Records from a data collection
○ ○ ○ ○
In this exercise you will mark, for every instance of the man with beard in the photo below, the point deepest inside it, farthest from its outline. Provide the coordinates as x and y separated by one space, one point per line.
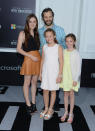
48 17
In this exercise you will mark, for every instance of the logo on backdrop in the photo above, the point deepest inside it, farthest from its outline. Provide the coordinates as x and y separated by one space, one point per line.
10 68
21 10
14 42
14 26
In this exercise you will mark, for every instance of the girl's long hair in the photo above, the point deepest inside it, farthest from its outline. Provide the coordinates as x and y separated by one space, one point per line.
51 30
73 37
27 31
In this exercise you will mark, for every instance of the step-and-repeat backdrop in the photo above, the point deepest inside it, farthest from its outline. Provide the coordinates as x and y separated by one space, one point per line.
13 14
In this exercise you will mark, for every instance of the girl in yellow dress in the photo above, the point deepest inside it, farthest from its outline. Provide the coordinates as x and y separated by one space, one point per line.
71 76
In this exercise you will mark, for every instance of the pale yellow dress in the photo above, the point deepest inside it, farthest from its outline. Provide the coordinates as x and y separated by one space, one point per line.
67 82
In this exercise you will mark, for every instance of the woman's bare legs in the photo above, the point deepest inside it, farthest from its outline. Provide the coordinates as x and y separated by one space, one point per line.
27 79
34 88
52 102
66 100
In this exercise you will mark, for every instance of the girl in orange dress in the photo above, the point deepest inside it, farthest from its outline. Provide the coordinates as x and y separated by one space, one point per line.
28 45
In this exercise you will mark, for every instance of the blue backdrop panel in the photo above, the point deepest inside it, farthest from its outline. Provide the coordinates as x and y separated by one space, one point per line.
12 19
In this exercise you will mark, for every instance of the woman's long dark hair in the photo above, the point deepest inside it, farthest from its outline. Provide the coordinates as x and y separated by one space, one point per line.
51 30
27 31
72 36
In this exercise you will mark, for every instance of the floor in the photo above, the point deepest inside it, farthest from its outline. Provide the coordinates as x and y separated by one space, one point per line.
13 116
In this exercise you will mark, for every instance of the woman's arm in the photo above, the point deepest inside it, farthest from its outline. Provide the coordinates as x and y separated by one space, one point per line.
60 54
42 61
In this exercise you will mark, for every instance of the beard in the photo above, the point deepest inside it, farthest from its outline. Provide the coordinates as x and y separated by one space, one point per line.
48 23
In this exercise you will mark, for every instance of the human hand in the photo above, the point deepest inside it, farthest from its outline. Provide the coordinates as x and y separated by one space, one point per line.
59 79
34 58
74 83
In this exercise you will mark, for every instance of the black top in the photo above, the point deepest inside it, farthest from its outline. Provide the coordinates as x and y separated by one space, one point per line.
32 45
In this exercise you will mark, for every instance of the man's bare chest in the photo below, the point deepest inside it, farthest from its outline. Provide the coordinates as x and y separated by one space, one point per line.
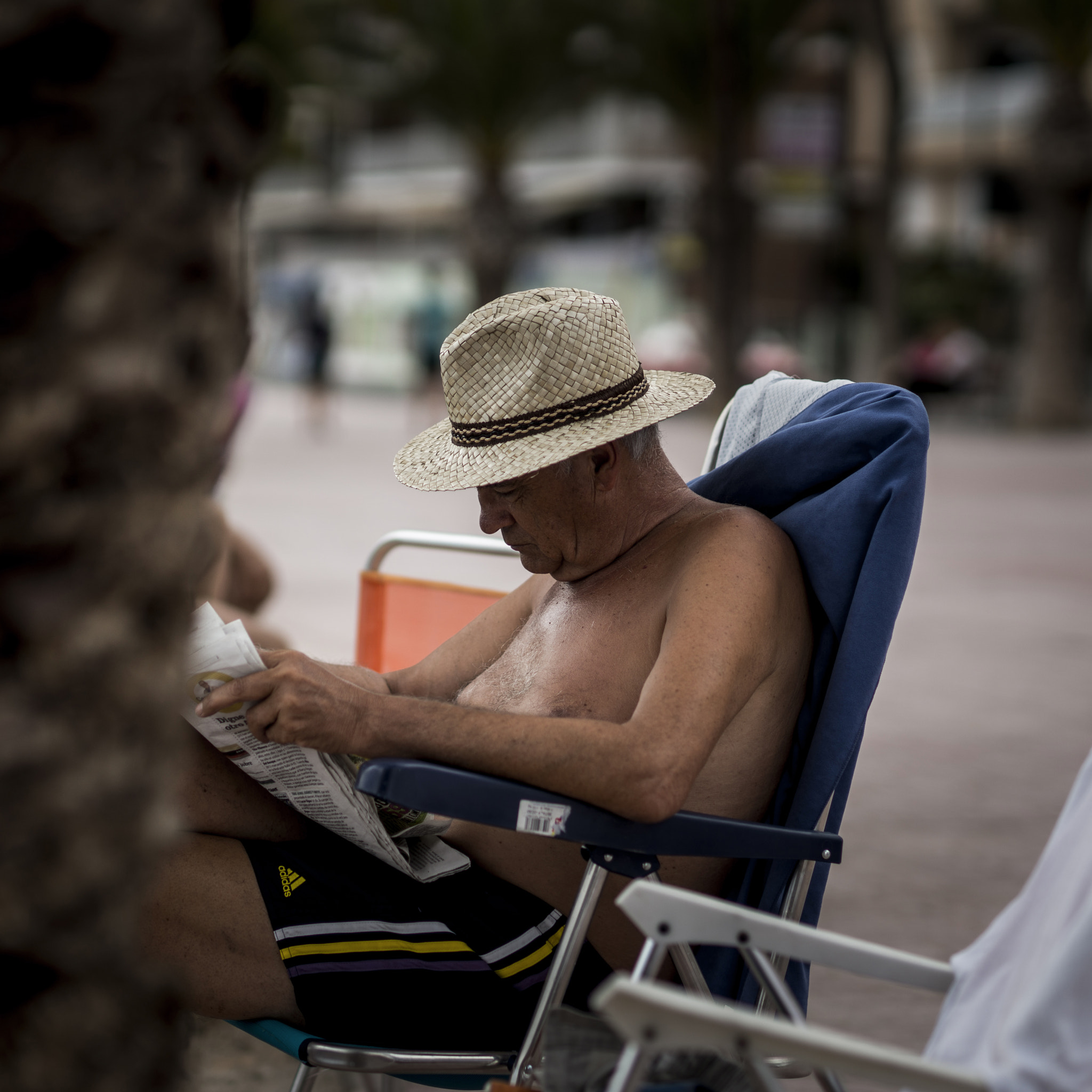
577 655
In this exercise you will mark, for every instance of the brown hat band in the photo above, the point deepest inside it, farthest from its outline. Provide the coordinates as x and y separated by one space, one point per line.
597 404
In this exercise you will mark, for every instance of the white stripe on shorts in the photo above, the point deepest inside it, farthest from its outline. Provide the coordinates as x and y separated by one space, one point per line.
524 940
325 927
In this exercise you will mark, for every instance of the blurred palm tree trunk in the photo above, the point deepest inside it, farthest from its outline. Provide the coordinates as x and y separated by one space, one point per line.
881 256
493 235
1053 389
119 330
729 212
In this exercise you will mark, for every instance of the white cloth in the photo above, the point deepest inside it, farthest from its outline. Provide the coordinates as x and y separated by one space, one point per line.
761 407
1020 1010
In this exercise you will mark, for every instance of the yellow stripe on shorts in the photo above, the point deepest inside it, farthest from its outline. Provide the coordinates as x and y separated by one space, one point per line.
536 957
343 947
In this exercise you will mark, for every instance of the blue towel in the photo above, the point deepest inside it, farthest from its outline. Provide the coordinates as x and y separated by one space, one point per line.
846 481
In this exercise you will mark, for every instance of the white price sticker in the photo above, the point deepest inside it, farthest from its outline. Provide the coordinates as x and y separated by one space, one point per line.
537 817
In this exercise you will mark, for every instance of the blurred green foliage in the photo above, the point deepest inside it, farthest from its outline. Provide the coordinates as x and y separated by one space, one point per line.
941 286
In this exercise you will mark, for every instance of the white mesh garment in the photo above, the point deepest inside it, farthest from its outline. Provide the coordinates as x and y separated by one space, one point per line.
761 407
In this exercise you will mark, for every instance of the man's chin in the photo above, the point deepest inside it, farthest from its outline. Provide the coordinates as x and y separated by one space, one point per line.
534 561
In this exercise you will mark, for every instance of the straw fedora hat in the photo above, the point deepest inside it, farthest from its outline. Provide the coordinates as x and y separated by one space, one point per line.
534 378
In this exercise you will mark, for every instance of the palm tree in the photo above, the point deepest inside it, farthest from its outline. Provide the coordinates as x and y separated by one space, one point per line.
1053 390
710 61
126 139
487 70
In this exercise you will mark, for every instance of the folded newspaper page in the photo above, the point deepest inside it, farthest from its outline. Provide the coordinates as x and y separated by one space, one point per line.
316 784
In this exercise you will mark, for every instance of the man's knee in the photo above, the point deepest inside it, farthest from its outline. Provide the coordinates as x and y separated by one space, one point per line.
216 798
206 921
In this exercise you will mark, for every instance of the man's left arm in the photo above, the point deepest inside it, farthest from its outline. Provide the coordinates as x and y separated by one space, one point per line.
719 646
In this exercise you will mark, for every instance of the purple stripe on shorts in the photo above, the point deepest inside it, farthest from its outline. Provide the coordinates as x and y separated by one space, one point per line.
533 981
390 965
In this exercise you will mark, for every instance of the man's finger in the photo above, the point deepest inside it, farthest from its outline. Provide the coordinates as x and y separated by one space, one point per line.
251 688
272 656
261 718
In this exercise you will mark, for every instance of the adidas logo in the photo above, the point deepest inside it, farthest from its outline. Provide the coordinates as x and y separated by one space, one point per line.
290 880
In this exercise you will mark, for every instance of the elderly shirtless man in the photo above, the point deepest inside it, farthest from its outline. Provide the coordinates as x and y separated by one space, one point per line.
655 661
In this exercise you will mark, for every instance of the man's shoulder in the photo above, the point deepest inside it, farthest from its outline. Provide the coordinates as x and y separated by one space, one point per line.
734 539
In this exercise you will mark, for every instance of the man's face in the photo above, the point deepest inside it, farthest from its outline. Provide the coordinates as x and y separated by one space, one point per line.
553 517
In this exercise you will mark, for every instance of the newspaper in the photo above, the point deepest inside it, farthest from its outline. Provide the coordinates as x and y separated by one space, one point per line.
316 784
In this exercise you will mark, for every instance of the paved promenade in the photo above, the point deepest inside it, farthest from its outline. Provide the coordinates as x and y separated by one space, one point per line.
980 723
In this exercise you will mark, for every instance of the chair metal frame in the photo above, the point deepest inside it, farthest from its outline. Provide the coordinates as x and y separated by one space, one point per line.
651 1018
609 845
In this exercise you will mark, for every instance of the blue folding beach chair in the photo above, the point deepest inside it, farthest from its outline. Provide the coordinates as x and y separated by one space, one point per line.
845 478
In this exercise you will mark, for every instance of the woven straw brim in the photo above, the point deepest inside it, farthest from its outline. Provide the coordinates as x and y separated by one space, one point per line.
431 461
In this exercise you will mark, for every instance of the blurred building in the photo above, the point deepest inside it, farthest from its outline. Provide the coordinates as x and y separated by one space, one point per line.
608 194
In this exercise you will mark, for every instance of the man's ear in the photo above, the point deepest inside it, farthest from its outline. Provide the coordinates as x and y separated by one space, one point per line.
606 465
○ ○ ○ ○
▶ _EXERCISE INSTRUCTIONS_
Keep the pictures out and print all the records exactly as they are.

▶ _ANSWER BOX_
In this exercise you will mark, for every instance of the man with beard in the photo below, the point deepest inside it, farthest from its outline. Provide the coordinates as x and y separated by one space, one point per line.
48 17
In this exercise you will mark, for every instance of the logo on backdrop in the photo above, the point deepest inside it, farthest from its outline. Provide the coordinates as x and y separated by one space, one point per line.
10 68
21 10
14 42
14 26
In this exercise you will mark, for every instance of the girl's long hair in the photo above, the point deepest inside it, farthest from its outline. Provide the coordinates as x and y separated by one space, one point per line.
51 30
73 37
27 31
In this exercise you will mark, for every instance of the step-and-repeat backdrop in the photo above, the point deepest inside it, farthest from its outline. Provide the coordinates as x and y separated by one space, one point per line.
13 14
In this exercise you will mark, for every instance of the girl in yellow dress in the photo above, the point deepest inside it, farthest from its outline. Provide the coordinates as x and y separated by one space, one point per line.
71 76
In this exercise you will mark, for every instance of the pale yellow dress in the photo above, the point deepest inside it, farthest from its outline. Provide the coordinates as x and y separated by one space, one point per line.
67 82
In this exercise you will mark, for every instance of the woman's bare legs in the photo above, the point deepest inside it, farthest from its outline. Provide the coordinates as x and y separated by one space, one point per line.
27 79
34 88
52 102
66 100
In this exercise you will mark, for every instance of the girl in orange dress in the photo above, the point deepest inside it, farthest from its outline. Provide the coordinates as x and y separated by one space, one point per line.
28 45
In this exercise you will mark, for every instance of the blue backdrop panel in the photo above, the point deepest inside it, farthest from its outline. Provide the coordinates as x and y separated by one space, one point per line.
12 19
In this exercise you will mark, for every instance of the woman's long dark hair in the photo above, the point deepest inside it, farthest from its outline. Provide the coordinates as x and y separated by one space, one point per line.
51 30
27 31
72 36
In this exercise you will mark, for every instance of the floor in the photo above, the point deepest inside it, farthest from its outline. Provide the coordinates as x and y separated by one space, one point per line.
13 116
In this exercise you will mark, for every instance of the woman's arm in the photo above, the point deepest inside it, farthest from its outline. Provide the coordinates as x and y separated by one space, one point per line.
60 54
42 61
In this exercise you will mark, for every instance of the beard in the photo above, the point deepest inside it, farthest from its outline. Provide the coordinates as x and y separated by one space, one point per line.
48 23
In this exercise you will mark, for every instance of the human hand in the photo above, the point deepest inside it, farthest from its outline. Provide the coordinates as x and y separated by one space, one point per line.
59 79
34 58
74 83
In this exercise you will mark, for every instance of the black top in the photo above, the point deepest inside it, farthest from its outline. Provide the coordinates as x and y separated by one space, one point per line.
32 45
In this exercise you will mark, for every instance of the man's bare chest in the photo below, the point deepest inside it, farthest from its outline. Provide the coordinates as x and y separated by one space, one point per line.
577 655
In this exercise you will mark, for every instance of the brown hat band in the photo above, the point deepest inside it, farthest from its outline. Provide the coordinates as x and y separated by one space, one point per line.
597 404
In this exercise you will mark, for every instance of the white stripe on shorts in the photo above, the point deepest inside it, farthest from its outline. Provide the coordinates as x and y separated by one space, one point per line.
524 940
325 927
In this exercise you will mark, for every instance of the blurred palm tree trunk in the photo above, the point deepest inside it, farthest from its outline. Provide the coordinates as x and y separated by one space, one point per line.
881 256
493 235
1053 389
119 330
729 212
In this exercise you will mark, for every instance of the white cloth in the photo above, the point deepest inside it, farthest from its outline. Provide the coordinates as x and y separated by one space, one point per line.
761 407
1020 1010
In this exercise you will mark, for every instance of the yellow stripe on shorts in the photo above, the point deepest inside it, farthest from its outline. Provide the coordinates as x and y separated by one space, one point per line.
536 957
343 947
In this exercise you will mark, for every instance of the blue towel in the photo above, the point deepest inside it, farthest from its outline. Provide the coordinates as x and y separated by one space, one point per line.
846 481
In this exercise you will mark, for every instance of the white price sticker in the photo above, the point deepest inside it, farthest from its outline. Provide the coordinates as x and y separated by one space, one point per line.
537 817
In this exercise you will mark, for every instance of the blurred green foliage in the photo above, the point deepest inside it, farthest from its outline. Provide the coordinates as x and y separated by one space, one point per line.
941 286
In this exercise you will mark, for every instance of the white mesh garment in the photo above, the point deepest inside it, farthest from its outline. Provide the coordinates as x and y separated by one space, one point per line.
761 407
In this exercise you will mark, for every instance of the man's chin in the photo above, the point deepest inside it, farthest from its outline. Provide the coordinates as x and y separated by one space, one point per line.
534 561
In this exercise you will mark, for every instance of the straw fedora hat in the photo above, the point deepest inside it, farthest from its outline. Provide the coordinates as x and y separated by one space, one point per line.
534 378
In this exercise you will mark, for every instance of the palm tree in the photo above, the point deepest inside it, farthest from its outline. Provide the coordinates as x and y separated by one space, one point per line.
1053 390
710 61
126 139
487 70
In this exercise you will mark, for every instance of the folded newspaper page in the photo above, the point deepest inside it, farthest from its outline. Provide the coordinates as x and y separated by one space, one point per line.
316 784
In this exercise you will mark, for every instance of the man's knee in the photo above, the point deepest inside it, farthest from its outline. Provide the coordinates as x and y separated by one space, one point per line.
216 798
206 921
In this exercise you will mark, for every instance of the man's left arm in the photo above, the point deepest inside it, farthest from its outline. Provide the coordinates as x and y separated by one space, one point per line.
719 646
In this exercise you will mark, for every instance of the purple stripe on shorts in the photo above, the point deepest inside it, farthest from its outline. Provide the coordinates as x and y separated by one space, one point per line.
533 981
390 965
In this exercise you will mark, for every instance of the man's finger in the photo above, the point deepest inside it, farthest from its outline. Provide the coordinates as x and y separated by one space, one point per line.
251 688
272 656
261 718
In this exercise you will mark, for every instance of the adidas logo in the photo above, the point deepest inside it, farthest from its outline. Provide the coordinates as x and y separated by one space, one point per line.
290 880
In this exercise you will mark, for every instance of the elderly shirtless man in the photo above, the point deepest inside it, farthest from its outline. Provide the coordinates as x and y separated by one space, one point per line.
655 661
In this exercise you will mark, for every instance of the man's shoulder in the photo above, the point deepest inside it, farthest from its outline. Provide the coordinates as x and y separated by one space, one point per line.
734 539
In this exercise you will mark, for every instance of the man's face in the photo above, the point deepest inside it, farthest from its outline. Provide the coordinates as x and y separated by one space, one point per line.
553 517
In this exercise you will mark, for every instance of the newspaper in the photo above, the point deepest inside it, farthest from its outline. Provide the coordinates as x and y separated by one space, one point per line.
316 784
In this exercise you will mark, for every instance of the paved promenade in the photo above, the point deepest inside it, farthest from its outline. Provide the coordinates as x and y separated by one space, one point per line.
980 723
In this exercise you will mark, for every instance of the chair metal frame in the photo above, the point deepest inside it, farthest from its outline. Provide the coordinates as x and y separated by one space, one point per line.
651 1018
609 845
In this exercise you will mark, for every instance of the blue folding beach chair in the photo above, the point deepest inside it, farthest from its outline. Provide the coordinates as x and y separated by one space, one point per line.
845 478
In this exercise you will mark, for every instance of the woven straw brim in the photo above, the point deepest inside it, farthest from its outline. Provide the coordinates as x and y separated by one space, one point per line.
431 461
In this exercise you will mark, for every instance of the blurred building in the photo above, the point deepest inside it, farthest from its outline. Provide the coordinates as x and y separated by one space, one point per line.
608 194
In this exercise you will mark, for every instance of the man's ear in the photo above, the point deepest inside it, farthest from its outline. Provide the coordinates as x and y separated by one space, one point per line.
606 465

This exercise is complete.